• **PROBLEM DETAILS**: Transcribe the records exactly from the line with "point: lamp post" to the end, both included.

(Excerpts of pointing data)
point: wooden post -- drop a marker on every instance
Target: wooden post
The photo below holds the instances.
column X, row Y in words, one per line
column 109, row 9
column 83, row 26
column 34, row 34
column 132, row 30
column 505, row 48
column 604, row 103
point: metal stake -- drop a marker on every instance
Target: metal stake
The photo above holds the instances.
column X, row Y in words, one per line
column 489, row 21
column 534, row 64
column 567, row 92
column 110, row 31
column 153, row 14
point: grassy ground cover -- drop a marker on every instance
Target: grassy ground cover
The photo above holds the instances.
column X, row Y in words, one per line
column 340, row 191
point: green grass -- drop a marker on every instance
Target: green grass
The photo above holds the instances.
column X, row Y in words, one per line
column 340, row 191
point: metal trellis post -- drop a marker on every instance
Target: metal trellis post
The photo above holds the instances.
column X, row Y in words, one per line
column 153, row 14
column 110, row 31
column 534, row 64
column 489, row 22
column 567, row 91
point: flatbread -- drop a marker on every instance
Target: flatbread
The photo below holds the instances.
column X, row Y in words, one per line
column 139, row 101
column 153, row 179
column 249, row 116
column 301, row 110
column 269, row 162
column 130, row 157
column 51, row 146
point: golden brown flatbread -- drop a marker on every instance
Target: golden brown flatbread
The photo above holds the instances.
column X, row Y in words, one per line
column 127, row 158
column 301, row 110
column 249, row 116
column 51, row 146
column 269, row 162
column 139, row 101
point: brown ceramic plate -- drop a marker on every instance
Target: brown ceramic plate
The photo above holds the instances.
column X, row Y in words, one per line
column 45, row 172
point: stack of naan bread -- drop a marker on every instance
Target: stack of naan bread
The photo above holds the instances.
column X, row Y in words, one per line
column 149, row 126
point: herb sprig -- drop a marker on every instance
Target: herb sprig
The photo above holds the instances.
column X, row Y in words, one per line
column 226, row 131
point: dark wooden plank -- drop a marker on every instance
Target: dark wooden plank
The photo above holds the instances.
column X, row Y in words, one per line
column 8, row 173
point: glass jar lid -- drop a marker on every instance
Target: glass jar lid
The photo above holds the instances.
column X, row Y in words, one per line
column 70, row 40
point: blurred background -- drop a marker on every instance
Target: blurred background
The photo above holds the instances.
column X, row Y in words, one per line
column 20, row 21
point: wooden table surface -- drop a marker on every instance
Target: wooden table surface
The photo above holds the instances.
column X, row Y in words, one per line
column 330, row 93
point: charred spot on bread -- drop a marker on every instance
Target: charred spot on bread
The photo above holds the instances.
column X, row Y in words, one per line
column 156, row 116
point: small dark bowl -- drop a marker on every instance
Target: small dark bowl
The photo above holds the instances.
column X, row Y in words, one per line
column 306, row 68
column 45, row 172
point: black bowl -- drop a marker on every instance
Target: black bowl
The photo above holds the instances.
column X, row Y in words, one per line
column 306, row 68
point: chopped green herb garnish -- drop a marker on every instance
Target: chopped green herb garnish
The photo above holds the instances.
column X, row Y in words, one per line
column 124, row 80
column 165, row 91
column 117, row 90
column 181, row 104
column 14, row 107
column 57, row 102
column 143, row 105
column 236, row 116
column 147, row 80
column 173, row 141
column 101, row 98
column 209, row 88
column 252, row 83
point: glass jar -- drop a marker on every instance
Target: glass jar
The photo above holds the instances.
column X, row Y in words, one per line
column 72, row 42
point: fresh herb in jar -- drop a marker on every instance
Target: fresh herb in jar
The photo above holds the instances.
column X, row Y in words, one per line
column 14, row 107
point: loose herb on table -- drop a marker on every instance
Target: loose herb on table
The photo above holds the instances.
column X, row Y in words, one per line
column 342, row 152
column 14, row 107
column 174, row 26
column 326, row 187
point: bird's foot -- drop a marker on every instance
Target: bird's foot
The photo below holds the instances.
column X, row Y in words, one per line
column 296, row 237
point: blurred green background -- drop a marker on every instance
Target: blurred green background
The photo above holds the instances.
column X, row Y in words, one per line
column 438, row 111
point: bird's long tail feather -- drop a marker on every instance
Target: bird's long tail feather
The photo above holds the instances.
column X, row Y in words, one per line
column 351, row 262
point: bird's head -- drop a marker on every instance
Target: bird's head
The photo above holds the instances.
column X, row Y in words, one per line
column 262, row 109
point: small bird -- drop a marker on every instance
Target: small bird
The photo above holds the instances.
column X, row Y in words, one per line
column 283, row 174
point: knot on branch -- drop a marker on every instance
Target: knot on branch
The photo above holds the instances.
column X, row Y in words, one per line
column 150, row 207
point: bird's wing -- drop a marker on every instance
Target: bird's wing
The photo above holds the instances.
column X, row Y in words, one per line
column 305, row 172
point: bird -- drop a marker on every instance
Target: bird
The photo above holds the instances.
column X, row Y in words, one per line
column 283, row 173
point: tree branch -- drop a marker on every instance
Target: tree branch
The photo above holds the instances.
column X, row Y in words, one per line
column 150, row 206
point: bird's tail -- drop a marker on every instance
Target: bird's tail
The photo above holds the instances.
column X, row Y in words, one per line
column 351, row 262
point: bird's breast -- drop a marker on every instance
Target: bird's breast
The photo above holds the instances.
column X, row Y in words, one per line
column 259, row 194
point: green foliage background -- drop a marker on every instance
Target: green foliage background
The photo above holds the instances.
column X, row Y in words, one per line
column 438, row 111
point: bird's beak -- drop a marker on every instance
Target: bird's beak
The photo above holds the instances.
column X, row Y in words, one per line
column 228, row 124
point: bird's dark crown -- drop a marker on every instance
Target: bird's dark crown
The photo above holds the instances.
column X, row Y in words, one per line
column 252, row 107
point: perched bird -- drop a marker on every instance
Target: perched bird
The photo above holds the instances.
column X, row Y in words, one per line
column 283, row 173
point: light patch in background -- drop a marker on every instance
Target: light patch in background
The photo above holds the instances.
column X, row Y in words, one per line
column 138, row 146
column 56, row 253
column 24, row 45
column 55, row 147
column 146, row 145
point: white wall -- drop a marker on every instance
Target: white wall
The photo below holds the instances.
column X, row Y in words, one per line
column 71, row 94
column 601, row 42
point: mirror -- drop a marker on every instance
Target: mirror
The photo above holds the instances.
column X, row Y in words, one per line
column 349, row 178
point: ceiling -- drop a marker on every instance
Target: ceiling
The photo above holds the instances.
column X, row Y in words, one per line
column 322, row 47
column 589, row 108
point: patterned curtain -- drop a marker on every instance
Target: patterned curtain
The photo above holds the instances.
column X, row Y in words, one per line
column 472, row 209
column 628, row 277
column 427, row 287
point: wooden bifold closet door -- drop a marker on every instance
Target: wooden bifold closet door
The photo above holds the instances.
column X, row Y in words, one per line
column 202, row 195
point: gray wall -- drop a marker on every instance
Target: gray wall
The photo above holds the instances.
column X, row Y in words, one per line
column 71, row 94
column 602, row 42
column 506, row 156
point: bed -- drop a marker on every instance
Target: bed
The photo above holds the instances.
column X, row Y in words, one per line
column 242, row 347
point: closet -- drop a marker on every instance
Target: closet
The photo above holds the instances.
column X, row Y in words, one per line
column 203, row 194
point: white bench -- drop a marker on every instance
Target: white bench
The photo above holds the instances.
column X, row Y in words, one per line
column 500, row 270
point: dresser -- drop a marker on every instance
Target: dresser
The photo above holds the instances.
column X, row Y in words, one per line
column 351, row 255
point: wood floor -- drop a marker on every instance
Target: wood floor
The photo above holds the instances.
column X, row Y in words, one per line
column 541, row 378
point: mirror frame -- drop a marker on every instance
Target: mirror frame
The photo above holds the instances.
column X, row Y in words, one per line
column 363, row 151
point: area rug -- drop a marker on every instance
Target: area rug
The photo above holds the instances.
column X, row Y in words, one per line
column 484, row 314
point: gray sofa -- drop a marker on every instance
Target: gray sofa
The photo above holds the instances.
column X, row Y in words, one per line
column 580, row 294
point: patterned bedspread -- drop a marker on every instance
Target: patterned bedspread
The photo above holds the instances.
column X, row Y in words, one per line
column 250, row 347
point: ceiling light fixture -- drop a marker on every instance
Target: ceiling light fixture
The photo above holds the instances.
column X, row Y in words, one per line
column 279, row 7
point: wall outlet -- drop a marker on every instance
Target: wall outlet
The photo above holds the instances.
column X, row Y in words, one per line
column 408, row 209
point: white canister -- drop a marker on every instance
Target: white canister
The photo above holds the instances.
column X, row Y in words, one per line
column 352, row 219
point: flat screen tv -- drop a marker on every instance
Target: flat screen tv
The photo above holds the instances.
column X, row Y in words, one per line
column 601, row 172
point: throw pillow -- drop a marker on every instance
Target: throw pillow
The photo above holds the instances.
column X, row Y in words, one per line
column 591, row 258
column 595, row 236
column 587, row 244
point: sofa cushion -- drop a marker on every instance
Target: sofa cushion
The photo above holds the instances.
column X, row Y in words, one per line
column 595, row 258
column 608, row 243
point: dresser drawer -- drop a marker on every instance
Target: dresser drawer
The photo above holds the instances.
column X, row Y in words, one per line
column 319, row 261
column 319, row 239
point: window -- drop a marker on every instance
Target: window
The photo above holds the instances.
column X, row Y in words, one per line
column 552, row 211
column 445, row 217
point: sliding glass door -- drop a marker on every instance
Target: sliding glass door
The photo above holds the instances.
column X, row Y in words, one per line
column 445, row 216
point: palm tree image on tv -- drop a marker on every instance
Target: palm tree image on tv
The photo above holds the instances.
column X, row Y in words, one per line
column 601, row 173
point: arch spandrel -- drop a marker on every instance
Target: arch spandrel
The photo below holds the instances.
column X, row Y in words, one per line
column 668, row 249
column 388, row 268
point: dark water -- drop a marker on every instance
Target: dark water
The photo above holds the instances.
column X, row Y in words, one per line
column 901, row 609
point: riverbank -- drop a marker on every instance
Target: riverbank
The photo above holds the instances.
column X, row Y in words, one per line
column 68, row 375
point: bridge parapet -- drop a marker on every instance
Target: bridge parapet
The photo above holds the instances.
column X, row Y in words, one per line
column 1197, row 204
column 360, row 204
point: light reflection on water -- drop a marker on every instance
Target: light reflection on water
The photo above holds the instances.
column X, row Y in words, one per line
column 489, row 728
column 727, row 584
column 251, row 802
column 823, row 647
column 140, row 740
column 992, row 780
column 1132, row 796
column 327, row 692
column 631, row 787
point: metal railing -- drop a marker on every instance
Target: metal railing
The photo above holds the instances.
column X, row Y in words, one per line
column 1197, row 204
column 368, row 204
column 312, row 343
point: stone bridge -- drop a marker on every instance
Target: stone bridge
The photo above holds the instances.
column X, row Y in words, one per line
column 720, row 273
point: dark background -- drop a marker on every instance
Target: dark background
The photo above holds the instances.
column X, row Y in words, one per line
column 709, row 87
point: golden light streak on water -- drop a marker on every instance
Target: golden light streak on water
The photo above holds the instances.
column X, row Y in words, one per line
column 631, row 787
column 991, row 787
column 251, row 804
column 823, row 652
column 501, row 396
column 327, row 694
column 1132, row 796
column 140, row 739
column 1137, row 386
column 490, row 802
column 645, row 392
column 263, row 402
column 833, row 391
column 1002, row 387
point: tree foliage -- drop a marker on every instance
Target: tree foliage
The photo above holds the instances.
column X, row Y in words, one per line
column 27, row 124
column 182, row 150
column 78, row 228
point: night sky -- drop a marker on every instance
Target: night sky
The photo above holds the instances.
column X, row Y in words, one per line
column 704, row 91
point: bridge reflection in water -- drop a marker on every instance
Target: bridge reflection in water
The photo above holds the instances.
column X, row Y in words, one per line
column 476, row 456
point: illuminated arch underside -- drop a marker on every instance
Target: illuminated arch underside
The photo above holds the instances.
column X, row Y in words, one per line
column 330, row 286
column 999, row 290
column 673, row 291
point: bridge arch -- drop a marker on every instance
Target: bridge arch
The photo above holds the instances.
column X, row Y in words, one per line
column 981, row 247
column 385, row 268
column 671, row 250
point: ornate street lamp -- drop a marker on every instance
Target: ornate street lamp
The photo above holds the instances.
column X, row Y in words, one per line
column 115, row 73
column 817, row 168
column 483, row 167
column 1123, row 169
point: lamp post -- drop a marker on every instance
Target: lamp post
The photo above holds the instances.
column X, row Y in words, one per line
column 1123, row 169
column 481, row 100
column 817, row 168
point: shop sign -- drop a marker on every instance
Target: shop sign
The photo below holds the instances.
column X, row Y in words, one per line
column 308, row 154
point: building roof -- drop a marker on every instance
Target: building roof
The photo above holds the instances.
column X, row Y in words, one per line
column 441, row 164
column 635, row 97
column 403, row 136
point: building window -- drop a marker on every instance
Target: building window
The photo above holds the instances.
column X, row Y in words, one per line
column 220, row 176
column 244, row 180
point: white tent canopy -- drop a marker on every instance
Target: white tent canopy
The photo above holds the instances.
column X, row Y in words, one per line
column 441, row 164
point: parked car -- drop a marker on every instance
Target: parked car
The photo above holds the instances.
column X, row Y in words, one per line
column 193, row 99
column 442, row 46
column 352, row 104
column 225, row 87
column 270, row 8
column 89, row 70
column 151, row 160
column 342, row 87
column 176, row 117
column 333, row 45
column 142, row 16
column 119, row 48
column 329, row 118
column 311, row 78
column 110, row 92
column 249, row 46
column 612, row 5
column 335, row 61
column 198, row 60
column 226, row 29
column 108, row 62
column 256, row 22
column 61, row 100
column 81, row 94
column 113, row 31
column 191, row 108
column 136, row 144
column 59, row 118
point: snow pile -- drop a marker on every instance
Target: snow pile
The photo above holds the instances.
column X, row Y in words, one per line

• **SOLUTION FOR THIS TASK**:
point: lamp post -- drop a marker on every instance
Target: lamp post
The photo above holds the instances.
column X, row Y in words, one per line
column 1123, row 169
column 481, row 100
column 817, row 168
point: shop sign -- drop a marker on every instance
Target: shop sign
The photo below holds the instances.
column X, row Y in words, one per line
column 308, row 154
point: building roof -- drop a marker on every instance
Target: building roof
The photo above holds the instances.
column X, row Y in words, one per line
column 441, row 164
column 635, row 97
column 403, row 136
point: building window -- drop a marker on every instance
Target: building window
The photo above holds the instances.
column X, row Y in words, one per line
column 220, row 176
column 244, row 180
point: white tent canopy -- drop a marker on every instance
Target: white tent canopy
The photo above holds the instances.
column X, row Y in words, one per line
column 441, row 164
point: parked car -- drop a marker on every instance
Target: parked car
The photo above holds the instances.
column X, row Y in words, one per line
column 193, row 99
column 442, row 46
column 352, row 104
column 225, row 87
column 270, row 8
column 89, row 70
column 151, row 160
column 342, row 87
column 176, row 117
column 333, row 45
column 142, row 16
column 119, row 48
column 329, row 118
column 311, row 78
column 110, row 92
column 249, row 46
column 612, row 5
column 335, row 61
column 198, row 60
column 226, row 29
column 108, row 62
column 256, row 22
column 61, row 100
column 81, row 94
column 113, row 31
column 191, row 108
column 136, row 144
column 59, row 118
point: snow pile -- drop a marker on every instance
Target: snow pile
The photo above holds the instances.
column X, row Y in words, one per line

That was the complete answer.